START Supplied data
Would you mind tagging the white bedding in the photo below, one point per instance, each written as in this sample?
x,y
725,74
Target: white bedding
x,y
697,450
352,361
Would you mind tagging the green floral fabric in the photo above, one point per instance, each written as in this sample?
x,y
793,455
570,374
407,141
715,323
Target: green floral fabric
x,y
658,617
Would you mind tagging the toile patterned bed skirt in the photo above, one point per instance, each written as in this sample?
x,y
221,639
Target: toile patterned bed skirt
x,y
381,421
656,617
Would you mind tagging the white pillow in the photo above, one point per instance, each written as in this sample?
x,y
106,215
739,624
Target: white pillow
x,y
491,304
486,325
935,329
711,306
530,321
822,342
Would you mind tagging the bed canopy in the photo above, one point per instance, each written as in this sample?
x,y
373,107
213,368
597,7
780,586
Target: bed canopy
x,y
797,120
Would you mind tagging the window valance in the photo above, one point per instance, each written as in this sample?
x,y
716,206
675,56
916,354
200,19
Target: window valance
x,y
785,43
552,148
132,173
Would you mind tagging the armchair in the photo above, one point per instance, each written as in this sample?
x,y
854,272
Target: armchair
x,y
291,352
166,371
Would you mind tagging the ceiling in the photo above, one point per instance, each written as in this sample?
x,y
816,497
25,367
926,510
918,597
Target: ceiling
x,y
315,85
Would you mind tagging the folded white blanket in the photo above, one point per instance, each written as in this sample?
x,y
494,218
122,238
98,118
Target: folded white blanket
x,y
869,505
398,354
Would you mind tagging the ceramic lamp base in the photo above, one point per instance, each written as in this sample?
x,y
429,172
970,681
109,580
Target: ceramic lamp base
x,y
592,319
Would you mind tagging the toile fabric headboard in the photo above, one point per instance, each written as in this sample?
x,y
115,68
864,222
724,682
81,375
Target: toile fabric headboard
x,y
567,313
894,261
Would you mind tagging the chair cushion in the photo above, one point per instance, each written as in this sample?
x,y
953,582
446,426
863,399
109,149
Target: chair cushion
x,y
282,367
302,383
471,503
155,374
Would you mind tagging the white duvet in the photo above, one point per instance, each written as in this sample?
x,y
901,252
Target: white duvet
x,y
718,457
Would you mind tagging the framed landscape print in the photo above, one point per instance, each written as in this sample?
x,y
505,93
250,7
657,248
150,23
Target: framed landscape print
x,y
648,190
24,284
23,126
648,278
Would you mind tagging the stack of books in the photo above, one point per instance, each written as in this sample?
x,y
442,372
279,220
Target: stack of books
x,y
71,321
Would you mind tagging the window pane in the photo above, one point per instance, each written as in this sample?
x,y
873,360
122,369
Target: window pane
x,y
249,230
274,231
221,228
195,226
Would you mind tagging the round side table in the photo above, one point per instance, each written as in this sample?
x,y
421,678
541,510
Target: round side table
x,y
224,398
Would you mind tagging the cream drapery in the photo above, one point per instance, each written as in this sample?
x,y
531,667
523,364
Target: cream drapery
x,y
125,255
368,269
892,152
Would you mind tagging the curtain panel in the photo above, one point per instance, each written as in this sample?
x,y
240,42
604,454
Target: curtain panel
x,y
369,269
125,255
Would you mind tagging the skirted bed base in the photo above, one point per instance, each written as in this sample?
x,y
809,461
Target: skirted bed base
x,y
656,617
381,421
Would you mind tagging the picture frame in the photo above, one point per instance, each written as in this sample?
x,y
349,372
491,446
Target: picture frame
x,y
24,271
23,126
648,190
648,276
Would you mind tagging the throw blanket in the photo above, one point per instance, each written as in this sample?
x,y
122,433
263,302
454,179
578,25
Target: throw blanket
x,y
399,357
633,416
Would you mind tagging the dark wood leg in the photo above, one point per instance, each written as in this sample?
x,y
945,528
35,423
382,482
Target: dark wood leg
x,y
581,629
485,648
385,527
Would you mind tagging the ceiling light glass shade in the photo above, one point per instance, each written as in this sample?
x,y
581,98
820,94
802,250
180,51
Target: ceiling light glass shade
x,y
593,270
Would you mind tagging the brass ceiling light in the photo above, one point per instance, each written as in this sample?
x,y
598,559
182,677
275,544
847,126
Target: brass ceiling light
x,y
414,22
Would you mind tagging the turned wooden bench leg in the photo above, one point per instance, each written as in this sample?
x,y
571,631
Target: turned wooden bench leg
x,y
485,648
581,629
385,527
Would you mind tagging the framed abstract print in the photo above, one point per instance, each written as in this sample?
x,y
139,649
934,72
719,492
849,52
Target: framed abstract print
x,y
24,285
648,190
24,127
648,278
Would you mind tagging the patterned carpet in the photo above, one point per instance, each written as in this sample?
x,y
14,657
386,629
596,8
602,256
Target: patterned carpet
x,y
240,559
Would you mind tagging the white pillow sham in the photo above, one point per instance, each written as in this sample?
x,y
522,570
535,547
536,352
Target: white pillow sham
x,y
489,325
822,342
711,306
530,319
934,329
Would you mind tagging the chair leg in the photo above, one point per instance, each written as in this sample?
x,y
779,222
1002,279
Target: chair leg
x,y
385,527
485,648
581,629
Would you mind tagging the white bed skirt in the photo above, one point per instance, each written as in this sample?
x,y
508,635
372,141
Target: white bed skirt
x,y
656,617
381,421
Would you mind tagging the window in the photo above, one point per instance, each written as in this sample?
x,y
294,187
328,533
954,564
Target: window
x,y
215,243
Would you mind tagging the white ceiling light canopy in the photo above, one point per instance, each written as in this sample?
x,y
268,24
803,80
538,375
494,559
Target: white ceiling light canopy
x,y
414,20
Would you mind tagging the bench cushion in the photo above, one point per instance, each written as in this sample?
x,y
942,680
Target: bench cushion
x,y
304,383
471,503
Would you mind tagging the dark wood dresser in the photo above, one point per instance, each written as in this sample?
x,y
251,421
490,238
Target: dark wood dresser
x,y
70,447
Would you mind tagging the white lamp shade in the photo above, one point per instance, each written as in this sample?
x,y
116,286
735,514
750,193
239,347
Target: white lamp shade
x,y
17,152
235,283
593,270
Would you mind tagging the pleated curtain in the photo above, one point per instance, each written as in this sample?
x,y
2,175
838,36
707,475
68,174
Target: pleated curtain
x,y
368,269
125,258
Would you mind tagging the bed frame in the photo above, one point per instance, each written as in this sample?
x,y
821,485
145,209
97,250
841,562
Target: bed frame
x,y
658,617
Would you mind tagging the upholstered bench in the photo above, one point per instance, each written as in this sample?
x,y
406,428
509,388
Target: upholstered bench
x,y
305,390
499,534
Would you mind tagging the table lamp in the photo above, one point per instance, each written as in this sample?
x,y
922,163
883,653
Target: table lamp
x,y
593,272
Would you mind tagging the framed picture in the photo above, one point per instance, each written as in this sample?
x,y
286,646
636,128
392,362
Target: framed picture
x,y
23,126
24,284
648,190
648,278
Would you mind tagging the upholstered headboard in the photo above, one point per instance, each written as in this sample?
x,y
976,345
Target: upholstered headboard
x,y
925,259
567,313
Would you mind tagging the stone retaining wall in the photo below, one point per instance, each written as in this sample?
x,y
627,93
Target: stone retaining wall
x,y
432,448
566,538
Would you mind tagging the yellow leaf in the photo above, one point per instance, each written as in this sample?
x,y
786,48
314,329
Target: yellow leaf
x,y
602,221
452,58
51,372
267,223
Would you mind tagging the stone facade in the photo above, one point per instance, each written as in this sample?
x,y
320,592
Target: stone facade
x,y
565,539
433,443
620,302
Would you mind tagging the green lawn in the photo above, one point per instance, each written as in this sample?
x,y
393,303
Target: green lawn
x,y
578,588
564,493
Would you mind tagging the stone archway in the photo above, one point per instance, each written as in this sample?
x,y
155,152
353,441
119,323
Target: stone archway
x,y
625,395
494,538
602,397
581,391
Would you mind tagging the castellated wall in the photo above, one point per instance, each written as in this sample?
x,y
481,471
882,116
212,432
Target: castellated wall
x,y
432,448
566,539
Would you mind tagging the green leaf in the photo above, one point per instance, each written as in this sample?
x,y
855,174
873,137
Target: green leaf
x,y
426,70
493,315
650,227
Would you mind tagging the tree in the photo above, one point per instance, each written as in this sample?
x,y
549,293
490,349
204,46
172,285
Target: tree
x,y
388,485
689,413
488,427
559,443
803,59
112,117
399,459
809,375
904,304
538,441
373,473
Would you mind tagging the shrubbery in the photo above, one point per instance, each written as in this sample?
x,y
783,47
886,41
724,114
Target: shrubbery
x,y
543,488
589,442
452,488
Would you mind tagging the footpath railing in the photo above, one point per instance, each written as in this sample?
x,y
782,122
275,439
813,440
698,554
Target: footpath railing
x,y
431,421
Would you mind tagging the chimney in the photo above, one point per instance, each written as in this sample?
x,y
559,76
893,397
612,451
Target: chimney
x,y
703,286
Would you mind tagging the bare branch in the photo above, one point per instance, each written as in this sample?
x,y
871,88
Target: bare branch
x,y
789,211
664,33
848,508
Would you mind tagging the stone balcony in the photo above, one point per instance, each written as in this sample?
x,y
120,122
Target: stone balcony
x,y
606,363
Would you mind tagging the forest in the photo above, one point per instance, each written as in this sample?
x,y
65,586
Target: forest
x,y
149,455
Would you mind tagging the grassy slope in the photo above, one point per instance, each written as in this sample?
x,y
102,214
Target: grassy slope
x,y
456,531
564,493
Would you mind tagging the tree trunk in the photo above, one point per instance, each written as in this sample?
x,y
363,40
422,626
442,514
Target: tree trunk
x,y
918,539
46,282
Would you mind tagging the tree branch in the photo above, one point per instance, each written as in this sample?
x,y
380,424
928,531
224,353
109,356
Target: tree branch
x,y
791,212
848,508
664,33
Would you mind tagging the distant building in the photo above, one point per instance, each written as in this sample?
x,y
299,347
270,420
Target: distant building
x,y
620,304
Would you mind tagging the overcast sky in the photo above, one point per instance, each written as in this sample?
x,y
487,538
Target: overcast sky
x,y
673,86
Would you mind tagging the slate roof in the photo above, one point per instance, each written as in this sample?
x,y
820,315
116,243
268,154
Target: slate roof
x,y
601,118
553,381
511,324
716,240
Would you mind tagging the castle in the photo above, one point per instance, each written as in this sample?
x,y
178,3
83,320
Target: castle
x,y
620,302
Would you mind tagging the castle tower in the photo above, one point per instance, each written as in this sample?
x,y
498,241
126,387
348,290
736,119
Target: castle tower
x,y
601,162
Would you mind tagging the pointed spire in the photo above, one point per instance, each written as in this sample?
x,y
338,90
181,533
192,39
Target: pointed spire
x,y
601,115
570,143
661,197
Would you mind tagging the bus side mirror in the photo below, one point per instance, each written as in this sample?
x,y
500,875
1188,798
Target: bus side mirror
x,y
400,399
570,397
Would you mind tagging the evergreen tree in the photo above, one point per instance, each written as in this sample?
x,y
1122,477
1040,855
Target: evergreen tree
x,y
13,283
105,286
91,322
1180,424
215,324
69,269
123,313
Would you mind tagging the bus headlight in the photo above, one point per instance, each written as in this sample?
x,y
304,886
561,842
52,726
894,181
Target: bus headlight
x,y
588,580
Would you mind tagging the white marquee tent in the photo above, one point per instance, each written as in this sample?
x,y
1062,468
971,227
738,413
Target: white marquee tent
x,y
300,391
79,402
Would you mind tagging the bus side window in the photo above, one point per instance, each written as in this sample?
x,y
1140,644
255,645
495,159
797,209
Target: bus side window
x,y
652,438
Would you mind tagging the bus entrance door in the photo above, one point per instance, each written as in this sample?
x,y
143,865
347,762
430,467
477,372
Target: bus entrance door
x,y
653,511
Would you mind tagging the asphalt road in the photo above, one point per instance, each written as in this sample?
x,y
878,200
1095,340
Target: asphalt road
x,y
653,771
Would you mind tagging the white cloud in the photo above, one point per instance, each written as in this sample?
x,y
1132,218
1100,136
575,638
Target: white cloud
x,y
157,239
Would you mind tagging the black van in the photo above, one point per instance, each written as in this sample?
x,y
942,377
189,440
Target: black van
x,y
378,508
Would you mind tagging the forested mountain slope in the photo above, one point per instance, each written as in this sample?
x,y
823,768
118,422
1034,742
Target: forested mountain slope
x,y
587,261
END Supplied data
Copy out every line of the data that includes the word "below".

Would you mind tagging the white bedding in the photo below, one point per instance, each written as in this sample?
Would you mind tagging the stone retaining wall in the photo below, one point per instance, each written as in this sample?
Would you mind tagging the bus side mirror in the photo below, one point per instance, each written as in this sample?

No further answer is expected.